Short task → Convert each line of the items below into a JSON list of strings, with one string per line and blank lines omitted.
........
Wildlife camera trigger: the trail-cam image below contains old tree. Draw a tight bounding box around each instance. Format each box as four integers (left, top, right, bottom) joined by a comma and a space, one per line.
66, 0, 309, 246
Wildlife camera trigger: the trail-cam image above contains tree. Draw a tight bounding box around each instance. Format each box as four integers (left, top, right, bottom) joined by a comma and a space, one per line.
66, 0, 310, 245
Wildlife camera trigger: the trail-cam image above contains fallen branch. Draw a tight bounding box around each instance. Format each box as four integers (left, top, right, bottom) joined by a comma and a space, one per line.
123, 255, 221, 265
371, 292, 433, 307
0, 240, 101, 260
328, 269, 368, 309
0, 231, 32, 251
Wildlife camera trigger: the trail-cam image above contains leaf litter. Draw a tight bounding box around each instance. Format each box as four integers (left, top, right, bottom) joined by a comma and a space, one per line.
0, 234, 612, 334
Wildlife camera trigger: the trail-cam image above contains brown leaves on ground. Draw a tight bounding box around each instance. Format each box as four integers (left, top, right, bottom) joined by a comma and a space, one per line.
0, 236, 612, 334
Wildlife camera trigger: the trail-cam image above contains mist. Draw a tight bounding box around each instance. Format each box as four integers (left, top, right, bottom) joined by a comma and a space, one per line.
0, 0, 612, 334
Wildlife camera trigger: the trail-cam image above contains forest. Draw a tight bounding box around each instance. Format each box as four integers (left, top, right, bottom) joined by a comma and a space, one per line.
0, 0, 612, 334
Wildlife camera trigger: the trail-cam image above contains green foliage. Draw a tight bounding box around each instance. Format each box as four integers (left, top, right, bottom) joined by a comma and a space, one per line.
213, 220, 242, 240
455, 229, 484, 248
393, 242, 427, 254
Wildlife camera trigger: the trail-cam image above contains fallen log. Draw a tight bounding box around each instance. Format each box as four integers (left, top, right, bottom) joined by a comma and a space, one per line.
........
Exercise output →
[
  "Wildlife camera trigger: the trail-cam image below contains old tree. Draw a tight bounding box around each instance. Format each box as four integers (left, top, right, bottom) joined by a comma and a space, one per line.",
  "66, 0, 309, 246",
  "Wildlife camera trigger: the trail-cam image above contains tree. Draw a tight bounding box around each instance. Format each box as four integers (left, top, right, bottom) joined by a comma and a space, one per line.",
  "66, 0, 310, 245",
  "Wildlife camera trigger: the trail-cam image above contains fallen branch. Draw a tight bounding box around each instance. Format each box as four integers (left, top, right, bottom) joined by a comma and a space, one per line.",
  "123, 255, 221, 265",
  "371, 292, 433, 307",
  "0, 240, 101, 260",
  "328, 269, 368, 309",
  "0, 231, 32, 251",
  "Wildlife camera trigger: the trail-cam image above contains leaf litter. Draw a tight bounding box around each instance. Format each box as four integers (left, top, right, bottom) joined by a comma and a space, one per line.",
  "0, 234, 612, 334",
  "Wildlife camera trigger: the trail-cam image above contains brown leaves on ground. Draw a tight bounding box around each instance. Format each box as four integers (left, top, right, bottom) joined by a comma and a space, one per line.",
  "0, 236, 612, 334",
  "Wildlife camera trigger: the trail-cam image above contains mist. Draw a tight bounding box around each instance. Format each box as four integers (left, top, right, bottom) joined by a comma and a space, one per line.",
  "0, 0, 612, 334",
  "Wildlife camera trigger: the trail-cam image above contains forest. Draw a tight bounding box around each instance. Format each box as four integers (left, top, right, bottom) joined by a comma and a space, one per line.",
  "0, 0, 612, 334",
  "Wildlife camera trigger: the trail-cam image above contains green foliage. Draw a tight bounding box around each instance. Format each box as four integers (left, top, right, bottom) joined by a comma and a space, one per line.",
  "213, 220, 242, 240",
  "455, 229, 484, 248",
  "393, 242, 427, 254",
  "Wildlife camera trigger: the trail-cam image above contains fallen log. Draw a tight bounding box around each instance. Format each box as four integers (left, top, right, bottom) joined by a comma and a space, one per line."
]